MATERIALS PROVIDED
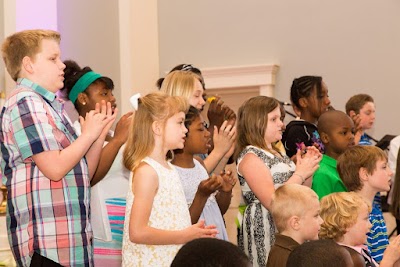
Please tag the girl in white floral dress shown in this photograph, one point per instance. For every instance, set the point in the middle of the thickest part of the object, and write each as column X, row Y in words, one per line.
column 261, row 168
column 208, row 197
column 157, row 218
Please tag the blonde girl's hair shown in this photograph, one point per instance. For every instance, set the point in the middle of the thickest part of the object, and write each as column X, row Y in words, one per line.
column 22, row 44
column 252, row 122
column 339, row 212
column 153, row 107
column 180, row 83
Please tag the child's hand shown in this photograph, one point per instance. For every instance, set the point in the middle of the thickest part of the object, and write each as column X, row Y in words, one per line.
column 308, row 163
column 392, row 253
column 122, row 127
column 357, row 123
column 200, row 230
column 228, row 181
column 210, row 185
column 229, row 115
column 224, row 138
column 215, row 114
column 98, row 121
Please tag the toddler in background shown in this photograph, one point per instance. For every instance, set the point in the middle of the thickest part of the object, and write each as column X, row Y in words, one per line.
column 346, row 220
column 361, row 108
column 364, row 170
column 295, row 209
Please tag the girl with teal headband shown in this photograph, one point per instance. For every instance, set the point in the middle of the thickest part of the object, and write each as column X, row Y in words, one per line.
column 85, row 88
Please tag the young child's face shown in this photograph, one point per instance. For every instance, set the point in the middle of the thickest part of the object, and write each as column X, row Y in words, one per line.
column 175, row 131
column 97, row 92
column 310, row 222
column 197, row 100
column 357, row 233
column 367, row 115
column 198, row 140
column 341, row 136
column 47, row 67
column 319, row 103
column 380, row 179
column 273, row 132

EXERCISE
Pictures do not belong in the copy. Reproduce the rest of the data exactly.

OUTPUT OF THE EXERCISE
Please tag the girl in white floral dress shown in this photograph, one point per instance. For every instance, set the point in the middle of the thickest part of the object, and write each as column X, row Y in words, one per line.
column 261, row 168
column 208, row 197
column 157, row 218
Please tag the blonde girl's hair shown in this photograph, one point per instance. For every instance, set the point in the middle of the thickest part of the object, and write each as column X, row Y in words, one per line.
column 22, row 44
column 252, row 122
column 339, row 212
column 153, row 107
column 180, row 83
Please tag the child's hand shown in this photograph, one point per instance. For every instance, set the point in the middle of the thickest part of the object, and write each as column X, row Y in words, one per line.
column 308, row 163
column 392, row 253
column 122, row 127
column 357, row 123
column 200, row 230
column 228, row 181
column 210, row 185
column 229, row 115
column 224, row 138
column 215, row 114
column 98, row 121
Please tag the toddler in background shown in this photograph, one point per instance. For every instance, set the point in the middle of the thickest part of the object, and write each as column X, row Y in words, one per line.
column 346, row 220
column 361, row 108
column 364, row 170
column 295, row 209
Please tag the girl with teal headband shown in this photograph, one point per instance. For every instance, set the point in the middle of the thickest part of the object, and write each as column X, row Y in words, one per line.
column 85, row 88
Please tag the young child's face shown in this photograph, one point per instance. For every instance, set the point in the middle of the thickest part of the object, and write each as column X, row Y in words, one per line.
column 175, row 131
column 97, row 92
column 310, row 222
column 197, row 100
column 357, row 233
column 367, row 115
column 198, row 140
column 341, row 136
column 47, row 67
column 319, row 103
column 380, row 179
column 273, row 132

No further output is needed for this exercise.